Наконец, следует остановиться на проблеме, связанной с широко распространенным в странах средневекового Востока явлением, когда феодальная земельная собственность часто выступала в форме государственной. Существует точка зрения, приверженцы которой склонны рассматривать этот факт не как особенность феодальной земельной собственности в странах Востока, а как отличительный признак особой, «азиатской», формы собственности и связанного с ней особого, «азиатского», способа производства (см. [50, с. 30-31, 183; 39, с. 374-377, 379; 73, с. 69, 235]). Однако характер и суть отношений собственности определяется, как известно, отнюдь не их внешней формой — государственной или частной, а внутренним содержанием. К. Маркс подчеркивал, что «только та форма, в которой... прибавочный труд выжимается из непосредственного производителя... отличает экономические формации общества» [1, т. 23, с. 229].

Сторонники указанных взглядов, аргументируя свою позицию, обращаются чаще всего к известному высказыванию К. Маркса о характере земельной собственности в странах Востока: «Если не частные земельные собственники, а государство непосредственно противостоит непосредственным производителям, как это наблюдается в Азии, в качестве земельного собственника и вместе с тем суверена, то рента и налог совпадают, или, вернее, тогда не существует никакого налога, который был бы отличен от этой формы земельной ренты... Государство здесь — верховный собственник земли. Суверенитет здесь — земельная собственность, сконцентрированная в национальном масштабе. Но зато в этом случае не существует никакой частной земельной собственности, хотя существует как частное, так и общинное владение и пользование землей» [1, т. 25, ч. II, с. 354]. Но приведенное высказывание К. Маркса помещено в разделе, посвященном отработочной ренте, в главе, где исследуются формы феодальной ренты. Следовательно, К. Маркс в данном случае имел в виду отнюдь не особый, «азиатский», а феодальный способ производства в странах Востока.

Записанные данные:
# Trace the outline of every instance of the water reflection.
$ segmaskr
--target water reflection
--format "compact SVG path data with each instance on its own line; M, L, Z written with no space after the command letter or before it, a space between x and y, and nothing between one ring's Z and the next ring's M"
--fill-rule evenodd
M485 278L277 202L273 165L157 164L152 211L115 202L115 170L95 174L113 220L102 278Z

= Цель задания =
Ответьте на вопросы по тексту о земельной собственности на средневековом Востоке.
1. Чем, согласно тексту, определяются характер и суть отношений собственности?
2. В каком разделе помещено приведённое высказывание К. Маркса о земельной собственности в странах Востока?
3. Какое владение и пользование землей, по этой цитате, существует, хотя частной земельной собственности нет?

= Ответ на задание =
1. Внутренним содержанием, а не внешней формой, государственной или частной.
2. В разделе об отработочной ренте, в главе, где исследуются формы феодальной ренты.
3. Частное и общинное.